**Given instruction**
Without changing a character, return the entries, but not the images they hold.

Boundary labeling items:
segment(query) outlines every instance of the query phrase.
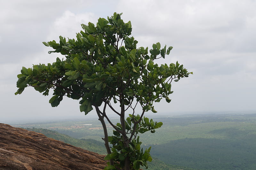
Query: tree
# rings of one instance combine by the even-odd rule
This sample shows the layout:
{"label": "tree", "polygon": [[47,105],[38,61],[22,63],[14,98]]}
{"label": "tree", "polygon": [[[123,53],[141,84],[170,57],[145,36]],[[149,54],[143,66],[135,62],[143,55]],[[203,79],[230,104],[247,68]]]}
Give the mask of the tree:
{"label": "tree", "polygon": [[[67,41],[60,36],[59,43],[43,42],[54,49],[49,53],[60,53],[66,59],[58,57],[52,64],[23,67],[15,94],[31,86],[46,96],[53,89],[49,101],[52,107],[66,96],[80,100],[80,110],[85,115],[94,107],[104,131],[106,159],[110,160],[105,169],[137,170],[141,165],[147,168],[147,161],[152,160],[150,148],[144,151],[141,149],[138,133],[154,133],[162,125],[145,117],[144,113],[156,112],[153,103],[162,98],[170,102],[168,96],[173,92],[171,83],[192,73],[178,62],[160,66],[154,63],[155,60],[169,55],[172,47],[165,45],[161,49],[157,42],[149,50],[150,55],[148,47],[137,48],[138,41],[129,36],[131,22],[124,22],[121,15],[115,12],[108,19],[100,18],[96,26],[91,22],[82,24],[84,30],[76,34],[76,40]],[[141,112],[136,115],[135,108],[140,107]],[[120,117],[120,123],[114,125],[111,121],[107,107]],[[126,118],[128,111],[131,114]],[[112,136],[108,136],[105,121],[114,129]]]}

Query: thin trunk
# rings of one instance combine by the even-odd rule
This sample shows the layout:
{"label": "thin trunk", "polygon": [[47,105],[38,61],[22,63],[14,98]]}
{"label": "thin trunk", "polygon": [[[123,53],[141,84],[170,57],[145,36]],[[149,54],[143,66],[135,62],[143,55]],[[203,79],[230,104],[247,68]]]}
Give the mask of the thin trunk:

**Result below**
segment(query) outlines every instance of the query phrase.
Query: tree
# rings of one instance combine by the even-odd rule
This sample shows the layout:
{"label": "tree", "polygon": [[47,105],[38,61],[22,63],[14,98]]}
{"label": "tree", "polygon": [[[123,53],[141,84],[170,57],[145,36]],[[149,54],[143,66],[135,62],[143,55]],[[203,79],[230,104],[247,68]]]}
Give the mask of the tree:
{"label": "tree", "polygon": [[[67,41],[60,36],[59,43],[43,42],[54,49],[49,53],[60,53],[66,59],[58,57],[52,64],[23,67],[15,94],[31,86],[46,96],[53,89],[49,101],[52,107],[66,96],[80,100],[80,110],[85,115],[94,107],[104,131],[106,159],[110,160],[105,169],[137,170],[141,165],[147,168],[147,161],[152,160],[150,148],[144,151],[141,149],[138,133],[154,133],[162,125],[145,117],[144,113],[156,112],[153,103],[162,98],[170,102],[168,96],[173,92],[171,83],[192,73],[178,62],[160,66],[154,63],[155,60],[169,55],[172,47],[165,45],[161,49],[157,42],[149,50],[150,55],[148,47],[137,48],[138,41],[129,36],[131,22],[124,22],[121,15],[115,12],[108,19],[100,18],[96,26],[91,22],[82,24],[84,30],[76,34],[76,40]],[[141,112],[136,115],[135,108],[140,107]],[[120,117],[120,123],[114,125],[111,121],[107,107]],[[126,118],[128,111],[131,114]],[[112,136],[108,136],[105,121],[114,129]]]}

Query: thin trunk
# rings of one instance combine by the even-odd rule
This sample shows the layout:
{"label": "thin trunk", "polygon": [[47,105],[38,61],[22,63],[14,98]]}
{"label": "thin trunk", "polygon": [[[123,53],[141,84],[170,57],[145,36]],[[149,54],[143,66],[135,62],[143,55]],[[203,79],[230,104],[247,68]]]}
Give the mask of the thin trunk:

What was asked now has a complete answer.